* [TEXTO PROPORCIONADO]
━━━━━━━━

Sin embargo, desde 1989 el sistema soviético colapsó. Y el hecho de que nadie esperara esto puede ser referido con una anécdota personal. En una conferencia internacional realizada en París a comienzos de 1989, todos los colegas historiadores que participaban habían concluido en que un cambio de la situación no sería deseable ni posible. Para entender esta percepción es necesario repasar la forma que adquirió este sistema estabilizado inmediatamente después de la Segunda Guerra Mundial.
La alianza que habían establecido las dos potencias aliadas para luchar contra Hitler no perduró después de 1945, pues ambas representaban sistemas diametralmente opuestos: en Occidente, los Estados Unidos, con sus ideales de una democracia parlamentaria, como garantes de una libertad individual que tenía fundamento en un orden de mercado capitalista, por un lado, y la Unión Soviética, por el otro, que prometía bienestar y felicidad en un futuro socialista y democrático-popular, como antítesis de la democracia individualista del capitalismo. Mientras que el éxito material y el estándar de vida lujoso que mostraba el ciudadano norteamericano promedio era inmanente al modelo del orden de occidente, la felicidad que prometía el socialismo estaba en el futuro.

━━━━━━━━

* [EJERCICIO ESCRITO 1] Copia el pasaje del texto sobre el colapso del sistema soviético que empieza en "Sin embargo, desde" y acaba tras "Segunda Guerra Mundial.", y sustituye "París" por "Berlín".
* [EJERCICIO ESCRITO 2] Redacta la continuación del texto sobre el colapso del sistema soviético a partir de su última oración.

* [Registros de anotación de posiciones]

━━━━━━━━

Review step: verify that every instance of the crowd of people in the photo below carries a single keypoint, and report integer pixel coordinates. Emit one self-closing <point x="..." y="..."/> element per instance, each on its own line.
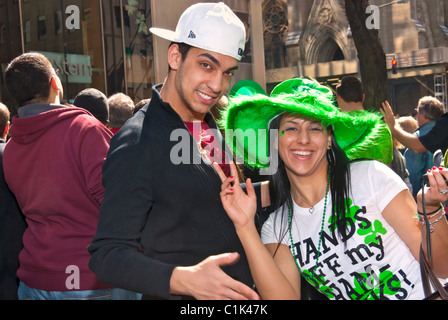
<point x="94" y="206"/>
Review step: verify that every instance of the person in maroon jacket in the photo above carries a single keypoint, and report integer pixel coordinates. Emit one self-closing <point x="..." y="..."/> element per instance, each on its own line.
<point x="53" y="164"/>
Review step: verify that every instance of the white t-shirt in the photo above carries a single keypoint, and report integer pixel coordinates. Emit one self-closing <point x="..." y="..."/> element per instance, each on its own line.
<point x="374" y="263"/>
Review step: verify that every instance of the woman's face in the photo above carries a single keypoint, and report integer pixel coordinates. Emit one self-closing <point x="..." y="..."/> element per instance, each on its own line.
<point x="303" y="145"/>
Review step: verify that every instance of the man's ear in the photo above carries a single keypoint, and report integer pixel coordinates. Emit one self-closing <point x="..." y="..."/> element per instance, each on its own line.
<point x="174" y="56"/>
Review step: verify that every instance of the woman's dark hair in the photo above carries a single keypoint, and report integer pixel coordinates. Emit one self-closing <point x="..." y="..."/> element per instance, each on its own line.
<point x="28" y="77"/>
<point x="280" y="188"/>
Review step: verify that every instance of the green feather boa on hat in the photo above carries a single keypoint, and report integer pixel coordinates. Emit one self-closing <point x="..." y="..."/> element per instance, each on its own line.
<point x="361" y="134"/>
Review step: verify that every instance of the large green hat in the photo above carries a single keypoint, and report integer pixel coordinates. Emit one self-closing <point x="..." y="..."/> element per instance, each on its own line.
<point x="362" y="134"/>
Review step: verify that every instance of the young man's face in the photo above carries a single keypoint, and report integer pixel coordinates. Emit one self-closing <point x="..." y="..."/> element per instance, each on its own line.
<point x="201" y="79"/>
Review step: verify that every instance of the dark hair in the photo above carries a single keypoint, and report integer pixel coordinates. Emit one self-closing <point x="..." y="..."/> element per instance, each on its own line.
<point x="280" y="188"/>
<point x="350" y="89"/>
<point x="183" y="49"/>
<point x="28" y="77"/>
<point x="4" y="117"/>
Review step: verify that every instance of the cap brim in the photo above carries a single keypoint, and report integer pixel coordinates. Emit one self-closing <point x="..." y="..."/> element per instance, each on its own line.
<point x="164" y="33"/>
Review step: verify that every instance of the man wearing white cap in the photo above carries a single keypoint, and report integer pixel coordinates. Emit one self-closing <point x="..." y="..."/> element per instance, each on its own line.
<point x="162" y="229"/>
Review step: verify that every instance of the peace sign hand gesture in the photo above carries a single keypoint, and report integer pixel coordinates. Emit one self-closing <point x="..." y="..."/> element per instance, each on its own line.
<point x="240" y="207"/>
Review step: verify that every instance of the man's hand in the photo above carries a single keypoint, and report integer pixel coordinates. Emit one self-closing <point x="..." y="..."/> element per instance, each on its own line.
<point x="388" y="114"/>
<point x="207" y="281"/>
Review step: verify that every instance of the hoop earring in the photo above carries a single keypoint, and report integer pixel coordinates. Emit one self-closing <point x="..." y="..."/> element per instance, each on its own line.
<point x="331" y="157"/>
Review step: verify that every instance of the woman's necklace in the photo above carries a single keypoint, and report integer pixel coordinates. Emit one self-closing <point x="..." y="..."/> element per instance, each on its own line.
<point x="311" y="208"/>
<point x="320" y="236"/>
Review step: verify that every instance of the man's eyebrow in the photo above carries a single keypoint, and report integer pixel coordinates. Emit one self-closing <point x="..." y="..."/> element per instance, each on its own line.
<point x="215" y="61"/>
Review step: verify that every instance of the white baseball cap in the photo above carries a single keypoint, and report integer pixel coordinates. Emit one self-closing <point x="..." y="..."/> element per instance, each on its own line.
<point x="209" y="26"/>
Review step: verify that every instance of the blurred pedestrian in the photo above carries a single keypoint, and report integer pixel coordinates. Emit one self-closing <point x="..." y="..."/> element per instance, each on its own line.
<point x="53" y="164"/>
<point x="94" y="101"/>
<point x="12" y="224"/>
<point x="121" y="109"/>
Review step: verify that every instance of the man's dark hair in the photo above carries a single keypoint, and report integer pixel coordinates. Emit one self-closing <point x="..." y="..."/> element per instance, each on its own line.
<point x="350" y="89"/>
<point x="28" y="77"/>
<point x="183" y="49"/>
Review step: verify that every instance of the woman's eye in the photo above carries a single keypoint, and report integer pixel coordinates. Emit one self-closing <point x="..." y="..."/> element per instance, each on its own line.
<point x="316" y="128"/>
<point x="206" y="65"/>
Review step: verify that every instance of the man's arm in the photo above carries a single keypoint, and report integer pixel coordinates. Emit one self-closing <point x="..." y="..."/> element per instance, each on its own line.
<point x="410" y="141"/>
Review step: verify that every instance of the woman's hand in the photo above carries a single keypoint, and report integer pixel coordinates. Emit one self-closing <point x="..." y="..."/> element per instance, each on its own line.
<point x="240" y="207"/>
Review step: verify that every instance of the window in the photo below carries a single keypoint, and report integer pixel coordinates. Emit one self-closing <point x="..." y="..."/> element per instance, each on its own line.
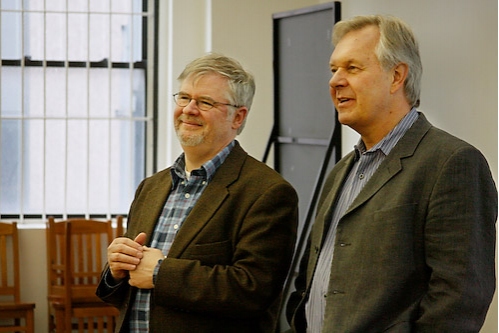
<point x="74" y="110"/>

━━━━━━━━

* [RESPUESTA ESCRITA 1]
Sin embargo, desde 1989 el sistema soviético colapsó. Y el hecho de que nadie esperara esto puede ser referido con una anécdota personal. En una conferencia internacional realizada en Berlín a comienzos de 1989, todos los colegas historiadores que participaban habían concluido en que un cambio de la situación no sería deseable ni posible. Para entender esta percepción es necesario repasar la forma que adquirió este sistema estabilizado inmediatamente después de la Segunda Guerra Mundial.

* [RESPUESTA ESCRITA 2]
Así, Europa y el mundo se dividieron en dos bloques de potencias y durante medio siglo ambos sistemas estarían confrontados diametralmente. La desconfianza de Stalin activó el temor de Washington de una revolución mundial patrocinada por la Unión Soviética, por lo que inundó Europa con ayuda material para inmunizarla del comunismo. El Plan Marshall, que entró en vigencia en 1948, fue verdaderamente una vigorosa y efectiva ayuda económica al occidente europeo, y sus efectos psicológicos y materiales fueron de una dimensión difícil de valorar. La ayuda norteamericana fue especialmente apreciable para la parte occidental alemana. Muchos pensaban incluso que ayudar al enemigo después de tres años de finalizada la guerra era incomprensible y que en realidad Alemania debía ser castigada.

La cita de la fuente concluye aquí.